*** Block opens ***
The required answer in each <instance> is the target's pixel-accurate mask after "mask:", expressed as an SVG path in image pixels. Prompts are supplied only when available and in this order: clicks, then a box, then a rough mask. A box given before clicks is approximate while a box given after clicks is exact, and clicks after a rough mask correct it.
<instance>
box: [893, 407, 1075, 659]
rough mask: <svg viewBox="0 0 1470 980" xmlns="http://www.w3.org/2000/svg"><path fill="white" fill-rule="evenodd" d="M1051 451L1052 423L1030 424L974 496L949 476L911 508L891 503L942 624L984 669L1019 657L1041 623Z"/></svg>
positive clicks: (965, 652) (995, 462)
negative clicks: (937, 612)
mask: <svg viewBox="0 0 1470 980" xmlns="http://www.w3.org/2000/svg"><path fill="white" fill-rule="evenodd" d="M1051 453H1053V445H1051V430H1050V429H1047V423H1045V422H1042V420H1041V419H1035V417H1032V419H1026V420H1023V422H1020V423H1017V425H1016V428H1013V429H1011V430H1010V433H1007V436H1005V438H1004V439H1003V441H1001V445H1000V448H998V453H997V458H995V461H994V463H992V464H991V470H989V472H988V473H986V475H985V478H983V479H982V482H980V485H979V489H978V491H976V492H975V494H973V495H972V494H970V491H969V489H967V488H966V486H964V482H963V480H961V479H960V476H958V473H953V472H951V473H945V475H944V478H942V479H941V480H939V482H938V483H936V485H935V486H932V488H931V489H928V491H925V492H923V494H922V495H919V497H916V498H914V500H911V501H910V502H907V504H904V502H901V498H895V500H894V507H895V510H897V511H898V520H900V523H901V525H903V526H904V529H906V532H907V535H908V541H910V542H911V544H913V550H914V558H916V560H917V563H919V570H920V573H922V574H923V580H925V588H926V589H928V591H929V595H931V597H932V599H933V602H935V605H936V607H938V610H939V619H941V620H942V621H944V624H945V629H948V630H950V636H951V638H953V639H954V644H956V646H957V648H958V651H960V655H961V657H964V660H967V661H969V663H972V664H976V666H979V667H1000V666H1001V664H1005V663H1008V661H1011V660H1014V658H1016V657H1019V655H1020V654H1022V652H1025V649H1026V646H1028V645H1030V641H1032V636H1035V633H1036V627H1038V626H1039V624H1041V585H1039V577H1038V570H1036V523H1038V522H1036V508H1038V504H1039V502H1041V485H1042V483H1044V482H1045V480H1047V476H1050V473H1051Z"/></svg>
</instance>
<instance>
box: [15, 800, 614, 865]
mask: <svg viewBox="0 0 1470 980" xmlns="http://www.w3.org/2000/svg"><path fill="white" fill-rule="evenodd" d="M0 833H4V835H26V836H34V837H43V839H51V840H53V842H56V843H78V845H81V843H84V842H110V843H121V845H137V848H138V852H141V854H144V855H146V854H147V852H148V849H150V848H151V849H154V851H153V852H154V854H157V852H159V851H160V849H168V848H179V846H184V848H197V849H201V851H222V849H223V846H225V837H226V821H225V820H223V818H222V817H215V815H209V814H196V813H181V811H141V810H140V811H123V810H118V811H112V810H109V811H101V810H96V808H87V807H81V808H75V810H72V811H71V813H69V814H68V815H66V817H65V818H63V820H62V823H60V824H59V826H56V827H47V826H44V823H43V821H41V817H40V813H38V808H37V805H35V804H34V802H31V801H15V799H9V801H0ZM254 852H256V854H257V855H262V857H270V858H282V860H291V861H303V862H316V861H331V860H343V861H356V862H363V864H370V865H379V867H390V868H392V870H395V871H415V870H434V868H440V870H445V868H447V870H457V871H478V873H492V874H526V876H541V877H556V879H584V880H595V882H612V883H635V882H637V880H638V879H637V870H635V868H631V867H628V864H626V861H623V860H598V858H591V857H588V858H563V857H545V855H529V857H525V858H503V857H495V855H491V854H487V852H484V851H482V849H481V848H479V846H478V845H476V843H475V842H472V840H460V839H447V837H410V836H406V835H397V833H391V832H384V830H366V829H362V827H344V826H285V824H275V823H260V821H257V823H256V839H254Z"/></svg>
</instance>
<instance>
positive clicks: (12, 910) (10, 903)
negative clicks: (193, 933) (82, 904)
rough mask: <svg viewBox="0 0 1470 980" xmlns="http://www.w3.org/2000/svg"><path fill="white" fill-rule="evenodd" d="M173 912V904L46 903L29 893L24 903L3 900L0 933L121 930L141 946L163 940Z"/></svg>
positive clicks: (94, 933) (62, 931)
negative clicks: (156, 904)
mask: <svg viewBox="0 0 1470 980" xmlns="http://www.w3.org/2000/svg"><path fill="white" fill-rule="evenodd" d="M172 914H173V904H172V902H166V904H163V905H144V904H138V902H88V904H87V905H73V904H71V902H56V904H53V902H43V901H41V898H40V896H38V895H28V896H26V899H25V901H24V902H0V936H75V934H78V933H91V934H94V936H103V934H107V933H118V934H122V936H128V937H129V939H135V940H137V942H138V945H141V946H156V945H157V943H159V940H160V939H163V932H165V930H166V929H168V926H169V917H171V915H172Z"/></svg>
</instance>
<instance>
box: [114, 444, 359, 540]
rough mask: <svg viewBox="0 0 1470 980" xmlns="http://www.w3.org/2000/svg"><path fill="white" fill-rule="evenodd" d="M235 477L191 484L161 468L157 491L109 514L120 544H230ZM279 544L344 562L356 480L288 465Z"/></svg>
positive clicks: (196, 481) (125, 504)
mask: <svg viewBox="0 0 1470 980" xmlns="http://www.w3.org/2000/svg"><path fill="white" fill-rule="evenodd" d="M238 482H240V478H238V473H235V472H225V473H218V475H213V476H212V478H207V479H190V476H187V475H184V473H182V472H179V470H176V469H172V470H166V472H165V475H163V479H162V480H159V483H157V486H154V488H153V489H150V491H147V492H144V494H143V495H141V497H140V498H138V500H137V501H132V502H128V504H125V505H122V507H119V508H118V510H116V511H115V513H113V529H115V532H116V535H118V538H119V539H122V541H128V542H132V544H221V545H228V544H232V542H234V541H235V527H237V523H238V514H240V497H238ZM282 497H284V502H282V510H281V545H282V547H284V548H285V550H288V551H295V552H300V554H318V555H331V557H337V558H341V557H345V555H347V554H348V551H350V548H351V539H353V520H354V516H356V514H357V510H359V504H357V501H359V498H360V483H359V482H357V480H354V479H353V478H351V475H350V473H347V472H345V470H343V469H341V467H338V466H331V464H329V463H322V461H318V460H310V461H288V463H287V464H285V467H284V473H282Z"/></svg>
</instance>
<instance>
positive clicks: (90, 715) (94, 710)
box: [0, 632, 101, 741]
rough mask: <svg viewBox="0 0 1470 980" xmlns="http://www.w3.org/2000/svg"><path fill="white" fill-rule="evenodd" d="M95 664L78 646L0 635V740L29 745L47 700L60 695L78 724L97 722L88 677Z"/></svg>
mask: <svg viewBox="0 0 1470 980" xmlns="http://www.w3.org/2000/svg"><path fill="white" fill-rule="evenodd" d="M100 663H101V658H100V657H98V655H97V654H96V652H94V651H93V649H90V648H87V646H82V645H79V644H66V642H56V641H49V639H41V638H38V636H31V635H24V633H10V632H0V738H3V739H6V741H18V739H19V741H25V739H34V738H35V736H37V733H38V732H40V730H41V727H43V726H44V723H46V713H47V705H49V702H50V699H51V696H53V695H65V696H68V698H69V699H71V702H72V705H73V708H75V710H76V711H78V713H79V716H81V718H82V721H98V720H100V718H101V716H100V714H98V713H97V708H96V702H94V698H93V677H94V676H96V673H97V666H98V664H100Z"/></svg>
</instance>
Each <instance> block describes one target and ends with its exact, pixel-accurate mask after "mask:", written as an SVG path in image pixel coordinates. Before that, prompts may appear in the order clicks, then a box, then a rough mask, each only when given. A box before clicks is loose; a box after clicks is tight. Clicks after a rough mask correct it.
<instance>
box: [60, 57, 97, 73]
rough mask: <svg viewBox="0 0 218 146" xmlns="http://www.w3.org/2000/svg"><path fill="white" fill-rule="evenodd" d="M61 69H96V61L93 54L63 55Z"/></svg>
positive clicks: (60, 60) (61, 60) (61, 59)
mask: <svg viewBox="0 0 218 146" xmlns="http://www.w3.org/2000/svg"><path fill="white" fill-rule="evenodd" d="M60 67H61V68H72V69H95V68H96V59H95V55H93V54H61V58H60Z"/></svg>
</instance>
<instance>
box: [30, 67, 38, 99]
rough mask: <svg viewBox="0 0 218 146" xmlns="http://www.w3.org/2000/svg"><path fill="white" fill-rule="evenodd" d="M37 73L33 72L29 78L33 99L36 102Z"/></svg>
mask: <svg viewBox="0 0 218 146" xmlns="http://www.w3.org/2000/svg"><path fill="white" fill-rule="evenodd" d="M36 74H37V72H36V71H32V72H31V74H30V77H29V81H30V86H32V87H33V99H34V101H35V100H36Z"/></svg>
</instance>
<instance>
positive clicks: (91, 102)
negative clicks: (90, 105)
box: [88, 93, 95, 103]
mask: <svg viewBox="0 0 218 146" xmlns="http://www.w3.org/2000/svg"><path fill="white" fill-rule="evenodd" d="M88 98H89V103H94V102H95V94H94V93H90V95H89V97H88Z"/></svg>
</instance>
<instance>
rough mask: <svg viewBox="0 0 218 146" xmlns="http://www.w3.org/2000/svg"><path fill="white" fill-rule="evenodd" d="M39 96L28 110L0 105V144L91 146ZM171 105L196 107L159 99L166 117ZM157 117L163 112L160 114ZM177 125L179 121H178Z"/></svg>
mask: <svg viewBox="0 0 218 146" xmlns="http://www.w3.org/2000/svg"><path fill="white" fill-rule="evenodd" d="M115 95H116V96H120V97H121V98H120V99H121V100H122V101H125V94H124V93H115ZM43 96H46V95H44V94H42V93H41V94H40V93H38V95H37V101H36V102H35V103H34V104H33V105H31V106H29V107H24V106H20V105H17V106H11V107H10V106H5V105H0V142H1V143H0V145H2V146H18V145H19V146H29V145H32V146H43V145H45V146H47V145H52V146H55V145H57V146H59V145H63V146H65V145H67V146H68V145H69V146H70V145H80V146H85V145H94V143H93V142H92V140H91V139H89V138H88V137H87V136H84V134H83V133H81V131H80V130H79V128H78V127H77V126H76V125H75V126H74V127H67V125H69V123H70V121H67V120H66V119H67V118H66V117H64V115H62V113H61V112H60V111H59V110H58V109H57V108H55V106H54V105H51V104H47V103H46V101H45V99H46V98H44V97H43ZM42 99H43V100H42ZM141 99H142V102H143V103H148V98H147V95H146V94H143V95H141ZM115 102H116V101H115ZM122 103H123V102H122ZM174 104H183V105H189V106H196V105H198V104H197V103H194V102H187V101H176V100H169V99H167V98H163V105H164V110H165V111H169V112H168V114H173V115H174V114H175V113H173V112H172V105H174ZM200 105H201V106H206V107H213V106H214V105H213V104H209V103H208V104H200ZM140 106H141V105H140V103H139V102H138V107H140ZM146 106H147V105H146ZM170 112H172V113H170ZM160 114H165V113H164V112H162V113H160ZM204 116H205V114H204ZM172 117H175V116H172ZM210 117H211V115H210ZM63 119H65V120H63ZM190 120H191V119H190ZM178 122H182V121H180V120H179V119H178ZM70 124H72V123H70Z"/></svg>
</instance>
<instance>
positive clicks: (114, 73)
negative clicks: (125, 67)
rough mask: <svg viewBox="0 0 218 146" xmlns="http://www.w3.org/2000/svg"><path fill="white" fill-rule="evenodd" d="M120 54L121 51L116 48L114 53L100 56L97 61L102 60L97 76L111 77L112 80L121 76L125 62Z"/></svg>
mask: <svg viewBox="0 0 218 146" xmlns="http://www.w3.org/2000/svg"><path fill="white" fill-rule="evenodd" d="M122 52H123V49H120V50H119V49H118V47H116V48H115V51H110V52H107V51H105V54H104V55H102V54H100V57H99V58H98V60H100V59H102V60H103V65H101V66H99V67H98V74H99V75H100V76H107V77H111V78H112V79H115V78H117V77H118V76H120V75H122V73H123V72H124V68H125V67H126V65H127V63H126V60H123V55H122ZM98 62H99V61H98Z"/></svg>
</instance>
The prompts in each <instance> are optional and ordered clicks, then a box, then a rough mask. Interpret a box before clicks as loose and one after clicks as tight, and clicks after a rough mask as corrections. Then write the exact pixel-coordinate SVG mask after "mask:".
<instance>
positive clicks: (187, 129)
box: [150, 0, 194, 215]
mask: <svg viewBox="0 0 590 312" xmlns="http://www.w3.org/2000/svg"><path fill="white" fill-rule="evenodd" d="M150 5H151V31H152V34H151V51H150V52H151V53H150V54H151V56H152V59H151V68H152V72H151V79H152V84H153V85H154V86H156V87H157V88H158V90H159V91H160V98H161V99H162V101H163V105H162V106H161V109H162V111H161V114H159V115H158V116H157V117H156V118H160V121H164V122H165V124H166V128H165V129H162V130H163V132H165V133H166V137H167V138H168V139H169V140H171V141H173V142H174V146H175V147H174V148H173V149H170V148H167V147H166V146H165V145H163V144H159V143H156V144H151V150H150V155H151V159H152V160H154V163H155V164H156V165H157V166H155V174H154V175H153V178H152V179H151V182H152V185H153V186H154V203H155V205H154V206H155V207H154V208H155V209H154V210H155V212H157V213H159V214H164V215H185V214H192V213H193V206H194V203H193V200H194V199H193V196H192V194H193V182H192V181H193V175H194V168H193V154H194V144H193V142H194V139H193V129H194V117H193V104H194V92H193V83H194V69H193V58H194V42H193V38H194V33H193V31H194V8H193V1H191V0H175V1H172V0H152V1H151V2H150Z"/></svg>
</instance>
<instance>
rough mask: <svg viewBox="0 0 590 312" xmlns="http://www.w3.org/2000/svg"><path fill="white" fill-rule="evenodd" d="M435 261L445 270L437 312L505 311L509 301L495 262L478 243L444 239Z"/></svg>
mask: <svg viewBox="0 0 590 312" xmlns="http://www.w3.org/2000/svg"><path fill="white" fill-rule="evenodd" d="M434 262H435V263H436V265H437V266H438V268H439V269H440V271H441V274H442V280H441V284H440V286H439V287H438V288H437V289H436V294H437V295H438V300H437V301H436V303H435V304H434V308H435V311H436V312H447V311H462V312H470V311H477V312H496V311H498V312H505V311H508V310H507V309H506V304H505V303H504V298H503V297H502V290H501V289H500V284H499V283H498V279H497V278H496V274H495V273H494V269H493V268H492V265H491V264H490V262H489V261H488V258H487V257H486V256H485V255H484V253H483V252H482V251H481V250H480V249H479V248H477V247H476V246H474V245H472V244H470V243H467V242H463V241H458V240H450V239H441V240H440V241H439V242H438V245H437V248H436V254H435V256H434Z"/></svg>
*** Block closes ***
> **ASSIGNED TASK**: Emit an exact copy of the lines spanning the start of the records to the line containing "positive clicks: (965, 652) (995, 462)", inclusive, and no other output.

> **RESULT BELOW**:
The required answer in each <instance> is the target's pixel-accurate mask after "mask:", expressed as an SVG path in image pixels. Prompts are supplied only when available and in this order: clicks, then a box, then a rough mask. A box given before clicks is approximate while a box given after clicks is exact, and clicks after a rough mask correct it.
<instance>
box: [893, 407, 1075, 659]
rough mask: <svg viewBox="0 0 1470 980" xmlns="http://www.w3.org/2000/svg"><path fill="white" fill-rule="evenodd" d="M1051 451L1052 423L1030 424L974 496L949 476L911 508L891 503L942 624L984 669L1019 657L1041 623Z"/></svg>
positive clicks: (965, 652) (995, 462)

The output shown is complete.